WHAT TO PRODUCE: Transcribe each entry exactly; skip the images.

Photo-based referring expression data:
◆ ◆ ◆

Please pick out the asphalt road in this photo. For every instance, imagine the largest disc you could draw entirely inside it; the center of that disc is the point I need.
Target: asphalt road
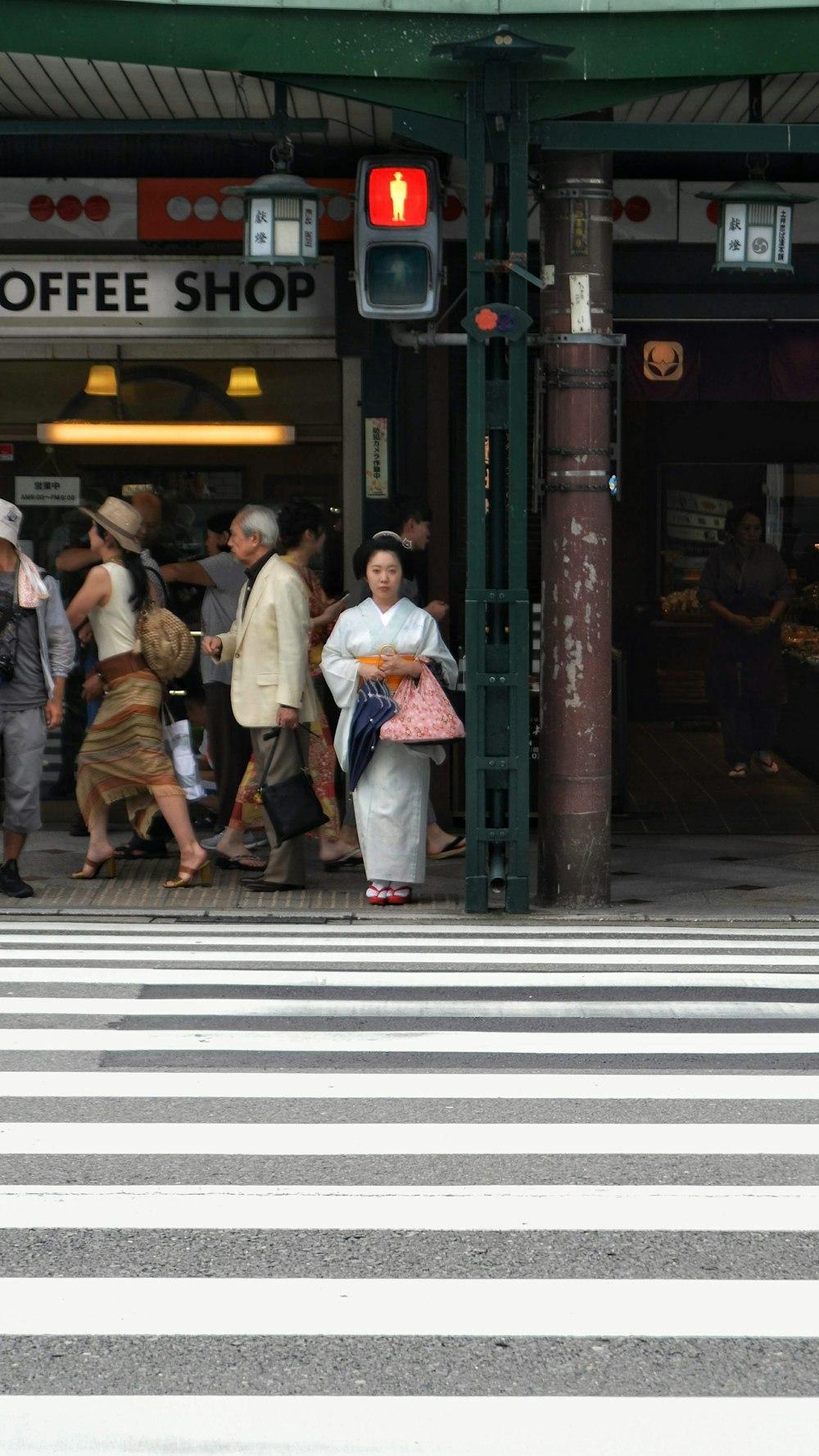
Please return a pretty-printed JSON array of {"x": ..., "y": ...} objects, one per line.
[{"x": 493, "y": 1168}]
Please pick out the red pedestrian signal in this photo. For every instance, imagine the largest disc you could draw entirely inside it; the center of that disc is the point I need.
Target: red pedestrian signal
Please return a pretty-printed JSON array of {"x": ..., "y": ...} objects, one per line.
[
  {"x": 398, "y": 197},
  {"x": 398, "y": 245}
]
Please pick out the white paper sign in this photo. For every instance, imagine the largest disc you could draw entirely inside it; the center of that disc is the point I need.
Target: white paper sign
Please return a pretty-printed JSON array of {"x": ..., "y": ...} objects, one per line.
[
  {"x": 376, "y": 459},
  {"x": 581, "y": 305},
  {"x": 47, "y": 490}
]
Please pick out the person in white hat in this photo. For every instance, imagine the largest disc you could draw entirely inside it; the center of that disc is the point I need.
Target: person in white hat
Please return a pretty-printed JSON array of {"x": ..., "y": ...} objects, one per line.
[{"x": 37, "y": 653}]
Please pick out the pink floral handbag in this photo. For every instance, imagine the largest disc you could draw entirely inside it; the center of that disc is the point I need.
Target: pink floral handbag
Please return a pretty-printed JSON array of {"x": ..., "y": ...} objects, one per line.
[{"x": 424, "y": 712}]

◆ ◆ ◆

TASK RESULT:
Please pick out the asphalt road in this photo. For every instance, imagine the largest disc you could draw entirely inside it; the center of that disc is the point I need.
Target: asphalt road
Please return a pretty-printed JSON array of {"x": ..., "y": ...} objects, one per line.
[{"x": 493, "y": 1168}]
Please pick out the red pedestrian signal in this photo. For every instance, imagine the largest disc you could draw entirely inside it; the center of that disc is the point I need.
Target: red pedestrian signal
Please return a pretty-printed JSON array of {"x": ..., "y": ...} objects, one per line.
[
  {"x": 398, "y": 197},
  {"x": 398, "y": 245}
]
Please pick out the white paper sign in this photo. For every instance, imagine the largest disc you could draw entirely inside it; the center of that disc is the point I need.
Target: white paper sign
Please return a pretty-printed JSON array of {"x": ..., "y": ...} objects, one per line.
[
  {"x": 376, "y": 459},
  {"x": 581, "y": 305},
  {"x": 47, "y": 490}
]
Please pick out the person in white hat in this photo. For every instance, imagine the largest disc you could draw entirely inside it; the center of that disc is the point I need.
Target: person in white hat
Please return a pretty-printed JSON array of {"x": ..., "y": ...} objects, one per line.
[{"x": 37, "y": 653}]
Please pick out the pink floral handbag in this photo. For every instance, imagine the largest disc you could draw entirely inside it; the center of that disc is the point I need.
Target: pink floral handbag
Please return a pretty-printed JSON array of {"x": ..., "y": ...} objects, one per line.
[{"x": 424, "y": 712}]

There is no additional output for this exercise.